▼▼▼

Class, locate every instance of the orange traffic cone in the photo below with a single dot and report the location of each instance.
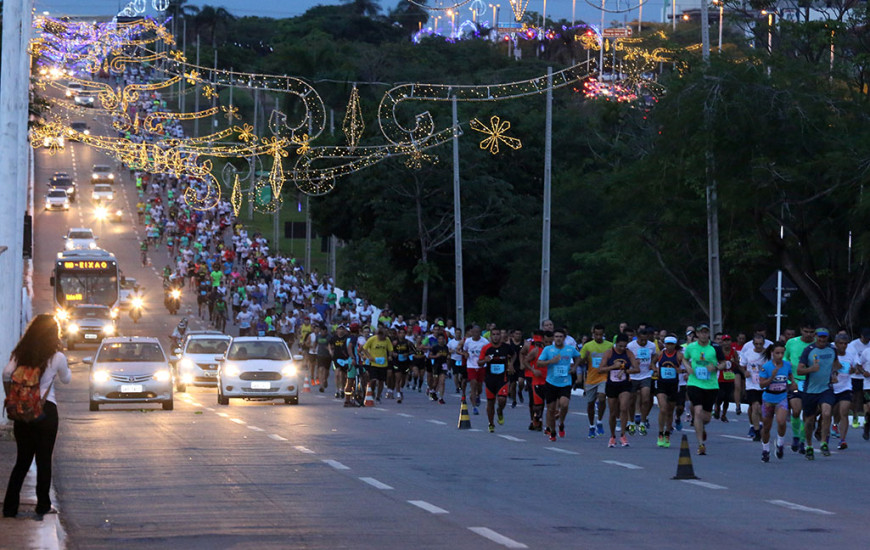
(684, 464)
(464, 419)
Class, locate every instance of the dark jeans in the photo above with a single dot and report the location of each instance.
(33, 439)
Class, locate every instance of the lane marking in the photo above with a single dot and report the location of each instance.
(705, 484)
(431, 508)
(800, 508)
(375, 483)
(335, 464)
(625, 465)
(496, 537)
(565, 451)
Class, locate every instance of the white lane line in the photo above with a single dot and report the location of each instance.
(335, 464)
(625, 465)
(800, 508)
(431, 508)
(497, 538)
(375, 483)
(700, 483)
(558, 450)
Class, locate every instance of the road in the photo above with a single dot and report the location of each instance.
(316, 475)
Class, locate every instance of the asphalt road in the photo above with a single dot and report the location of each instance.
(316, 475)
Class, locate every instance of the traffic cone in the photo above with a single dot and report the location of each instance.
(464, 419)
(684, 464)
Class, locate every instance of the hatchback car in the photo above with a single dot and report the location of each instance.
(196, 364)
(258, 368)
(88, 323)
(130, 370)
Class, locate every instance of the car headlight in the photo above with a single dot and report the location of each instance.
(101, 376)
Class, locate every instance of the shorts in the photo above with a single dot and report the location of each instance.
(378, 373)
(476, 374)
(699, 396)
(669, 388)
(613, 389)
(843, 396)
(753, 396)
(812, 401)
(553, 393)
(768, 409)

▲▲▲

Exercise requirements
Copy out all the data without changing anything, and drop the pictures.

Answer for the task
Class, locate every instance of the orange traffic cone in the photo below with a single dot and report the location of each instance.
(684, 464)
(464, 419)
Class, locate every instance of the dark jeans in the photo above with a single dot and report the location of each instance.
(33, 439)
Class, locate every instance of the lane marking in the photo above with a single dot and report the location of each instance.
(705, 484)
(431, 508)
(800, 508)
(375, 483)
(335, 464)
(625, 465)
(496, 537)
(565, 451)
Class, locate every instance of the white lane line in the photo above with a single dot and report the location of each instance.
(335, 464)
(625, 465)
(800, 508)
(431, 508)
(497, 538)
(375, 483)
(700, 483)
(558, 450)
Class, locate every instance of the road in the photo above with a single dot and report the location of each instance.
(316, 475)
Class, locate every instance of the asphalt road in the photo above with a single dot and report the location of each instance.
(316, 475)
Class, locate every instance of the traffic cone in the photo above with a single dot and report the location of each instance.
(464, 419)
(684, 464)
Class, locate every instance of the hatchback car in the photo above with a single dot and report the location of each instance.
(196, 364)
(258, 368)
(88, 323)
(130, 370)
Class, locate every instance of the car headlight in the photo above with a single dot and report the location of each instance.
(101, 376)
Class, locate every instance of the shorts in the photo above with a single dot and report the location of each instance.
(378, 373)
(476, 374)
(699, 396)
(669, 388)
(613, 389)
(843, 396)
(753, 396)
(812, 401)
(553, 393)
(768, 409)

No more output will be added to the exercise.